• _How to complete this task_: Where does the string "above" appear in the material? Copy each line that holds it.

• _The records_:
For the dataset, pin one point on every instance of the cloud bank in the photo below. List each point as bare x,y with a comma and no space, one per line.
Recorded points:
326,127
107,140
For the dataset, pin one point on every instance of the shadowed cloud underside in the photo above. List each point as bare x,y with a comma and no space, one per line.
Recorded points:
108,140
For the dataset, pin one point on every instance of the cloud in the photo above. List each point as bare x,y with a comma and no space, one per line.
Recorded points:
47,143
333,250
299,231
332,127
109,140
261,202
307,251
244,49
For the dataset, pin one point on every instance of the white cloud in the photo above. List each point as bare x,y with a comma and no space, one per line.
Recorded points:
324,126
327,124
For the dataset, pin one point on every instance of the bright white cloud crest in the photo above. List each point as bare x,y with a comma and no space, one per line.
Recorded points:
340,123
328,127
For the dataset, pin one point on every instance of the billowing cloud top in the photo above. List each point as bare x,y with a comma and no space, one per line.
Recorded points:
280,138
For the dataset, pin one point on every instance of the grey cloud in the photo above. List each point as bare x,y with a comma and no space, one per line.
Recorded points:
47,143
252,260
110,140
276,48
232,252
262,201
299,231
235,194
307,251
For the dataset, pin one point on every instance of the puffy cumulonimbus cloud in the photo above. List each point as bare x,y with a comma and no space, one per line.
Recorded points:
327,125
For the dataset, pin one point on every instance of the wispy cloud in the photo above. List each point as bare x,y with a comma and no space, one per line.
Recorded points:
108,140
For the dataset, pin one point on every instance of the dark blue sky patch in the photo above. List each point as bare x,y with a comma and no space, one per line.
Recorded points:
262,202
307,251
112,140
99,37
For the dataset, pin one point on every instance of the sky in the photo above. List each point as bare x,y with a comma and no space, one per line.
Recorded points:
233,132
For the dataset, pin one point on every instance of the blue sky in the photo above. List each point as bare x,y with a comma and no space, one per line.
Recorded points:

• _Problem solution_:
For the dataset, pin one point on every instance of the shadowed cloud underside in the photo above. List each point as bare x,y with a comma and no space, one per line.
For the dataset, pin one point on every instance of the cloud in the photo above. List each point as bare x,y with a comma and no space, one per line.
For the dataset, pin one point on every instance of the white cloud in the photo above. List each point as bare x,y with a comma and no space, one per line.
For the dataset, pin one point on every instance of the bright white cloud crest in the photo above. List each point as bare x,y with a comma and no space, one per line.
For the dataset, pin one point on every instance of the billowing cloud top in the photo above. List each point as bare x,y with a comma and no space, one per line.
For the dataset, pin one point on every instance of the grey cloud in the photo above. List each point as bare x,y with a comma and no space, one per line.
For the dataset, pin one point on every instance of the puffy cumulonimbus cloud in the photo above. List each point as bare x,y with a comma and no space, one per line.
For the dataset, pin one point on every instance of the wispy cloud in the photo above. List each point as bare x,y with a comma and no space, one per line.
For the dataset, pin one point on every instance of the dark blue sky patch in the photo above. List each point as bare x,y with a comma and no space, one per line.
For the dataset, pin one point on every instance of the sky in the photo above. List each point as bare x,y with a comma and no space, one per line.
For the dataset, pin one point on every instance of the blue sky in the photo above. List each point as bare x,y with a comma and no space, one per line.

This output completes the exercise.